## Task objective
In the copy, include every entry exactly but none of the images.

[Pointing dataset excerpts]
---
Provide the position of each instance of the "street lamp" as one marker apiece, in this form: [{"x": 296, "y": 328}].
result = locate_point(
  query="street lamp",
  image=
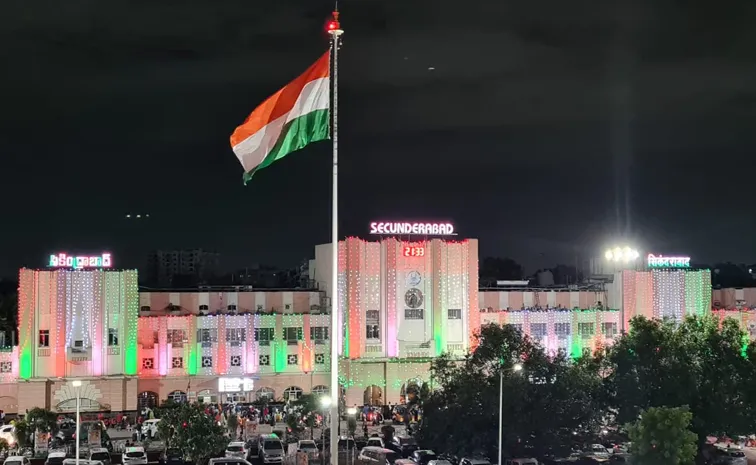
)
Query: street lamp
[
  {"x": 325, "y": 402},
  {"x": 515, "y": 368},
  {"x": 77, "y": 384}
]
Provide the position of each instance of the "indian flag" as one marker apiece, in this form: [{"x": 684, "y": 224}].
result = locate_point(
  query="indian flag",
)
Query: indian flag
[{"x": 290, "y": 119}]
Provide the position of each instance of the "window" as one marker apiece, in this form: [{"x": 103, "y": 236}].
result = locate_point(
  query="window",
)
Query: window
[
  {"x": 207, "y": 335},
  {"x": 372, "y": 332},
  {"x": 293, "y": 335},
  {"x": 236, "y": 334},
  {"x": 112, "y": 337},
  {"x": 609, "y": 329},
  {"x": 44, "y": 338},
  {"x": 585, "y": 329},
  {"x": 517, "y": 326},
  {"x": 264, "y": 335},
  {"x": 319, "y": 334},
  {"x": 176, "y": 337},
  {"x": 538, "y": 330},
  {"x": 413, "y": 313},
  {"x": 562, "y": 329}
]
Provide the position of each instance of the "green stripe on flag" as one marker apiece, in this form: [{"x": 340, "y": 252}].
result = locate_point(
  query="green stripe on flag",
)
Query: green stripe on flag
[{"x": 295, "y": 135}]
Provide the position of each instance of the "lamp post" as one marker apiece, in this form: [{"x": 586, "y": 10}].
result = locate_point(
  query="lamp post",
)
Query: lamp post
[
  {"x": 325, "y": 402},
  {"x": 77, "y": 384},
  {"x": 516, "y": 367}
]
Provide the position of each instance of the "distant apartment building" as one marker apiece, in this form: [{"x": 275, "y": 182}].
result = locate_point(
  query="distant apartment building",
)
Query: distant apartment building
[{"x": 179, "y": 268}]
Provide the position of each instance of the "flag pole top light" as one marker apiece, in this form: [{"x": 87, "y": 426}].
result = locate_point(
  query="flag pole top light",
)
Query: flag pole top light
[{"x": 334, "y": 27}]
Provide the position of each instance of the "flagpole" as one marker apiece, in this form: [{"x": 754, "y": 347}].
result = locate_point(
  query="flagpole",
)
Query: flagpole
[{"x": 334, "y": 28}]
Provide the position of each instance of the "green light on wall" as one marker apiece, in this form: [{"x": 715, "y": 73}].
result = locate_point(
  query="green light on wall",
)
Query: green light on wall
[
  {"x": 280, "y": 358},
  {"x": 25, "y": 363}
]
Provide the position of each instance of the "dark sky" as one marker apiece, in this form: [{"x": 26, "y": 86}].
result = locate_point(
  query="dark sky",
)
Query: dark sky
[{"x": 541, "y": 121}]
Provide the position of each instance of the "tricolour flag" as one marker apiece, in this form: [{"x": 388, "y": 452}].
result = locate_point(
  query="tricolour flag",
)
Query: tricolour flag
[{"x": 290, "y": 119}]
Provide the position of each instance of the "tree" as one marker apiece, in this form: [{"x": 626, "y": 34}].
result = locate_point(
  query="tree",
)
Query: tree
[
  {"x": 708, "y": 367},
  {"x": 662, "y": 437},
  {"x": 190, "y": 429},
  {"x": 545, "y": 403},
  {"x": 42, "y": 420}
]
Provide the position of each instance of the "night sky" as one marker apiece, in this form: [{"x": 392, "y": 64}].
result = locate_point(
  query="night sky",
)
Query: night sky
[{"x": 543, "y": 127}]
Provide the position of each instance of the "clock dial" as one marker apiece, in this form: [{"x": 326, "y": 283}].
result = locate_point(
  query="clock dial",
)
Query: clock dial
[
  {"x": 413, "y": 298},
  {"x": 413, "y": 279}
]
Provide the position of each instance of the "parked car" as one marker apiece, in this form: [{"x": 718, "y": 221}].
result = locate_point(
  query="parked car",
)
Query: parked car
[
  {"x": 309, "y": 447},
  {"x": 377, "y": 456},
  {"x": 8, "y": 432},
  {"x": 17, "y": 460},
  {"x": 100, "y": 454},
  {"x": 405, "y": 445},
  {"x": 423, "y": 456},
  {"x": 134, "y": 456},
  {"x": 55, "y": 458},
  {"x": 237, "y": 449},
  {"x": 172, "y": 457}
]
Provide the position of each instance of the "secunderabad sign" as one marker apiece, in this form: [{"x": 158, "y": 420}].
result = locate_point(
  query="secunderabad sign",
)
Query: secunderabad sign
[
  {"x": 660, "y": 261},
  {"x": 424, "y": 229}
]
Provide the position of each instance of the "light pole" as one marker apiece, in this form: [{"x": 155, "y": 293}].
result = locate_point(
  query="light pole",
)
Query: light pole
---
## Response to the task
Provide the position of each instance of the "street lamp" as one marker apiece, in this form: [{"x": 296, "y": 328}].
result = locate_point(
  query="street lamp",
  image=
)
Query: street lamp
[
  {"x": 325, "y": 402},
  {"x": 515, "y": 368},
  {"x": 77, "y": 384}
]
Provide the position of each instance of the "indian flag" as one marker apiece, in this form: [{"x": 684, "y": 224}].
result = locate_point(
  query="indian flag",
)
Query: indian flag
[{"x": 290, "y": 119}]
Provide the position of each instance of the "window" as one marker apiece, in this form: [{"x": 103, "y": 236}].
result = locate_point(
  query="window",
)
Query: window
[
  {"x": 207, "y": 335},
  {"x": 372, "y": 332},
  {"x": 293, "y": 335},
  {"x": 236, "y": 334},
  {"x": 112, "y": 337},
  {"x": 609, "y": 329},
  {"x": 44, "y": 338},
  {"x": 585, "y": 329},
  {"x": 517, "y": 326},
  {"x": 264, "y": 335},
  {"x": 319, "y": 334},
  {"x": 176, "y": 337},
  {"x": 538, "y": 330},
  {"x": 413, "y": 313},
  {"x": 562, "y": 329}
]
Provide the position of each instance of the "green stripe on flag" as one marker apiece, in this form: [{"x": 340, "y": 252}].
result = locate_point(
  query="green stripe on flag",
)
Query: green stripe on flag
[{"x": 295, "y": 135}]
Provide the position of each instance of the "lamp post" as one marker apiece, in this form: [{"x": 586, "y": 10}].
result = locate_point(
  query="lamp post",
)
Query: lamp post
[
  {"x": 325, "y": 402},
  {"x": 77, "y": 384},
  {"x": 516, "y": 367}
]
Provide the position of each instance of the "distant apartment building" as one marker apiece, in this form: [{"x": 275, "y": 182}].
result = locate_point(
  query="distant apartment building",
)
Query: distant apartment building
[{"x": 179, "y": 268}]
Provide the position of each instance of the "flag pole top light" as one marker apiece, in this form: [{"x": 87, "y": 426}].
result = locate_point(
  query="flag pole top light",
)
Query: flag pole top light
[{"x": 334, "y": 27}]
Provide the position of each instance of the "flagpole" as one marker apiece, in this form: [{"x": 754, "y": 347}].
result = locate_point(
  query="flagpole",
)
Query: flagpole
[{"x": 334, "y": 28}]
Provide the position of each instance of the "green light on wall" as one marker apiece, in this form: [{"x": 715, "y": 73}].
result = locate_point(
  query="green light on wall",
)
Query: green light on wall
[
  {"x": 280, "y": 358},
  {"x": 25, "y": 363}
]
Provide the position of each instance of the "dark sky" as one marker apiece, in this form: [{"x": 26, "y": 86}].
result = locate_point(
  query="dark sky",
)
Query: dark sky
[{"x": 541, "y": 121}]
Provide the position of each instance of the "tricolour flag" as one marker apiece, in this form: [{"x": 388, "y": 452}].
result = locate_point(
  query="tricolour flag",
)
Query: tricolour flag
[{"x": 290, "y": 119}]
Provide the position of each instance of the "tree" as one marker apiece, in this form: [{"x": 626, "y": 34}].
result = locate_point(
  query="tree",
)
Query: tree
[
  {"x": 708, "y": 367},
  {"x": 662, "y": 437},
  {"x": 190, "y": 429},
  {"x": 545, "y": 403},
  {"x": 42, "y": 420}
]
Provide the position of each instance of the "night sky" as one marker apiece, in this form: [{"x": 392, "y": 64}].
result = locate_point(
  query="night sky",
)
Query: night sky
[{"x": 543, "y": 127}]
Provide the position of each instance of the "clock dial" as one marker apiece, in this form: [{"x": 326, "y": 283}].
result = locate_point(
  query="clock dial",
)
Query: clock dial
[
  {"x": 413, "y": 298},
  {"x": 413, "y": 279}
]
Provide the position of each instance of the "parked car" as one marker apiece, in this form: [{"x": 718, "y": 221}].
result = locate_point(
  query="parked car",
)
Query: parked car
[
  {"x": 309, "y": 447},
  {"x": 377, "y": 456},
  {"x": 8, "y": 432},
  {"x": 17, "y": 460},
  {"x": 100, "y": 454},
  {"x": 405, "y": 445},
  {"x": 423, "y": 456},
  {"x": 134, "y": 456},
  {"x": 55, "y": 458},
  {"x": 237, "y": 449},
  {"x": 172, "y": 457}
]
Provide the position of each instance of the "secunderabad sign" as one marker apiece, in this form: [{"x": 158, "y": 420}].
result = locate_point(
  query="secunderabad sign",
)
Query: secunderabad sign
[
  {"x": 660, "y": 261},
  {"x": 424, "y": 229}
]
Provide the position of each instance of the "light pole" as one marker apiece, in this form: [{"x": 155, "y": 293}].
result = locate_point(
  query="light pole",
)
Query: light pole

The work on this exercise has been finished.